▶ **Page extract**:
* Start *
Subscribe

Year In Review: What Worked, What Didn't, And What To Do Now

You come to the end of the year and everything is about "what will I do next year"...but in order to move forward you need to take a look back.  It doesn't feel like it should make sense that in order to move forward you need to review your previous footsteps, but think about T.S. Eliot's quote:
 
“We shall not cease from exploration 
And the end of all our exploring
Will be to arrive where we started
And know the place for the first time."
A trap we often fall into at Wavoto is we're constantly moving forward and doing so at such a fast speed that we neglect the important moment where we can sit and reflect.

When was the last time you stopped and reflected?

Before you enter a new year, I invite you to take a moment and reflect. To arrive where you started and know it for the first time.
* End *
▶ **What is expected**: Reproduce the year-in-review post above word for word, from beginning to end.

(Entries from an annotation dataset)
* Start *
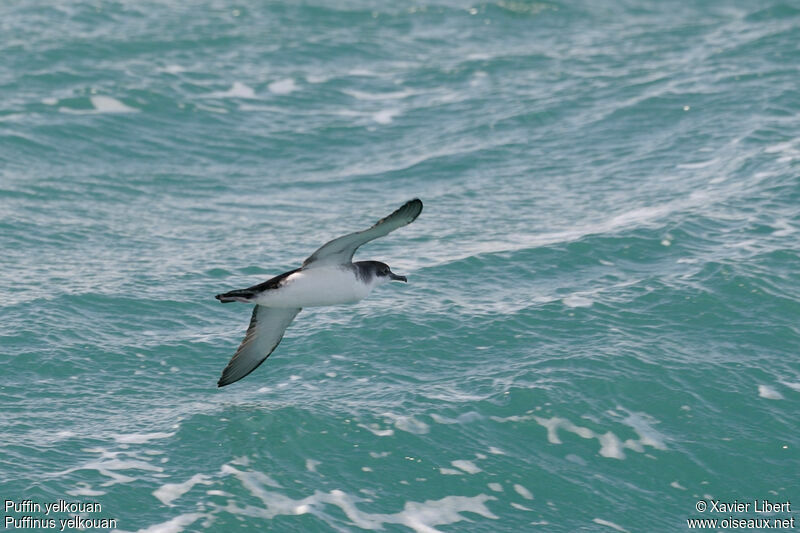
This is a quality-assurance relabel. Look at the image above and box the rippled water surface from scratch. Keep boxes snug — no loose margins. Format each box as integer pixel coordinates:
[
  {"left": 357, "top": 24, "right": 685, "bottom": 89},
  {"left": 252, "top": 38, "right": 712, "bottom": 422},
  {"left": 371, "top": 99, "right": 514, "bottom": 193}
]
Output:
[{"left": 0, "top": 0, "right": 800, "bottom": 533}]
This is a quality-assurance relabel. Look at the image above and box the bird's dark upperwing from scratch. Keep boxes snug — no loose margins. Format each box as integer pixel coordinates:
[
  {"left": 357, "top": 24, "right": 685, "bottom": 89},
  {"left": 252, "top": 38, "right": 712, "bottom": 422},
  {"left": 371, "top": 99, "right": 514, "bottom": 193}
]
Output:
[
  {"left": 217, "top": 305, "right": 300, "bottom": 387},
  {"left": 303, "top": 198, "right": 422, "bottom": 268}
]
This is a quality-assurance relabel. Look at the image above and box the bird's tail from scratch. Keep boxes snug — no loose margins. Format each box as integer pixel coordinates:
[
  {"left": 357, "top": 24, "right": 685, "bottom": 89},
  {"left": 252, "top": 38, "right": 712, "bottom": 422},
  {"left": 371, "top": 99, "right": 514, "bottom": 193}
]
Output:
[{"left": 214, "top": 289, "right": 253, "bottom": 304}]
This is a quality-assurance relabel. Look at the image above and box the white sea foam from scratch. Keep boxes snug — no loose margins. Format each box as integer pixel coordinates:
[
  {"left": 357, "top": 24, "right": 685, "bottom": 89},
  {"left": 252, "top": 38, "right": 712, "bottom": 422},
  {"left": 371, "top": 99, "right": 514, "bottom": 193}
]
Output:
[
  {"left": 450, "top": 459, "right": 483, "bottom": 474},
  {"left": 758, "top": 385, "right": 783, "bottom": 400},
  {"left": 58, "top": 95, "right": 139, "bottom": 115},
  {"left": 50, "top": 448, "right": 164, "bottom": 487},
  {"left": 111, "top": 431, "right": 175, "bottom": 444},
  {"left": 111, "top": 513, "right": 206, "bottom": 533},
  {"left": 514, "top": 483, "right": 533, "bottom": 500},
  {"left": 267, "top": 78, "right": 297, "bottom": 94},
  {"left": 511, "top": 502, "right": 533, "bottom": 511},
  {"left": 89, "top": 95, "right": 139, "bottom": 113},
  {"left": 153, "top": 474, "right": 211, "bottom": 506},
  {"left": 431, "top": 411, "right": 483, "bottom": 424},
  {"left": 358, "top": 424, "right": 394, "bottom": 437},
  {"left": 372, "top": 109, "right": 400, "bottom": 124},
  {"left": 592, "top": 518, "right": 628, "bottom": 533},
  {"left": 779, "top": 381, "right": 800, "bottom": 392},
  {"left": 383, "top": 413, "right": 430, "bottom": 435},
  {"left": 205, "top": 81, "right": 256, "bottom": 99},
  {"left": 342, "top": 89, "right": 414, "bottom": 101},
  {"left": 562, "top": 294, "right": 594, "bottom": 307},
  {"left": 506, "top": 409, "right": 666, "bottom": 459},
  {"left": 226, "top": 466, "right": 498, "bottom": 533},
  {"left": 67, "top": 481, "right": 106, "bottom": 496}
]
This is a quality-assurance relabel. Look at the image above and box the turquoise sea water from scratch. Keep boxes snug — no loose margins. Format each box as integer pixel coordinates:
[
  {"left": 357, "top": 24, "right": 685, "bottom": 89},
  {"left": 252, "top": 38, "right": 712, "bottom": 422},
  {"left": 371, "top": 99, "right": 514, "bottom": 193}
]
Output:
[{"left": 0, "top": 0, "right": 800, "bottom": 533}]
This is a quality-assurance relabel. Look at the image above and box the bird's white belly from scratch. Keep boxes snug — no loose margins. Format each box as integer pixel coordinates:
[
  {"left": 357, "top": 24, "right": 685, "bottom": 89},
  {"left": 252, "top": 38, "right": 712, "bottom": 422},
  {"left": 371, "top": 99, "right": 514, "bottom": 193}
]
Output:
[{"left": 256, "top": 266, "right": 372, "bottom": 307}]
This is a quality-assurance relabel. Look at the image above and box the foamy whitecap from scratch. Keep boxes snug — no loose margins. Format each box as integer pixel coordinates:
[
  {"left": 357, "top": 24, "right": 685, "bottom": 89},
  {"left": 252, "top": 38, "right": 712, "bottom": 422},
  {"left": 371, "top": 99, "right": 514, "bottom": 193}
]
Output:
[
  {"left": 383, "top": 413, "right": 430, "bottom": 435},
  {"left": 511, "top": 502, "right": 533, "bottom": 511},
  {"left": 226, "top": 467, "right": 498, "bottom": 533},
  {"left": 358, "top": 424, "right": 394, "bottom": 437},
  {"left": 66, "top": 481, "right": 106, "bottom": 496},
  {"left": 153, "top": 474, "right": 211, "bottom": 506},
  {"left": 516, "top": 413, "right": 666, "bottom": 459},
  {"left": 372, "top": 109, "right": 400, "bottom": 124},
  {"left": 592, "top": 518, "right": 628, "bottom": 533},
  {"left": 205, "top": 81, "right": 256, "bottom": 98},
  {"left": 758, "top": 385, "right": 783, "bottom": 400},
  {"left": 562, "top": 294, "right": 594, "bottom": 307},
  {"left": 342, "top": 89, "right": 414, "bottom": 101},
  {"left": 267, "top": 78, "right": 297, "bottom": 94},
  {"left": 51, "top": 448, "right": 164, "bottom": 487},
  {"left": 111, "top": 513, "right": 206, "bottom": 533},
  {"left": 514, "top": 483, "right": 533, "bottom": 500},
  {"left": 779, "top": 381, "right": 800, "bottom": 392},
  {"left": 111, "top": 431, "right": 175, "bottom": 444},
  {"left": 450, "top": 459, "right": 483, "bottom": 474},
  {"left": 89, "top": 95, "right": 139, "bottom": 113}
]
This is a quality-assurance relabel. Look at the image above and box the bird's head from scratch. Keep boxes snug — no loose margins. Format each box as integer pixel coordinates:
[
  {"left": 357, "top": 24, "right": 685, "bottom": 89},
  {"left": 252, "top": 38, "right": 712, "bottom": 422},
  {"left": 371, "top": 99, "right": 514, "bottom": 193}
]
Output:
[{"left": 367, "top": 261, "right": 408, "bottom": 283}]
* End *
▶ **Task answer**:
Subscribe

Year In Review: What Worked, What Didn't, And What To Do Now

You come to the end of the year and everything is about "what will I do next year"...but in order to move forward you need to take a look back.  It doesn't feel like it should make sense that in order to move forward you need to review your previous footsteps, but think about T.S. Eliot's quote:
 
“We shall not cease from exploration 
And the end of all our exploring
Will be to arrive where we started
And know the place for the first time."
A trap we often fall into at Wavoto is we're constantly moving forward and doing so at such a fast speed that we neglect the important moment where we can sit and reflect.

When was the last time you stopped and reflected?

Before you enter a new year, I invite you to take a moment and reflect. To arrive where you started and know it for the first time.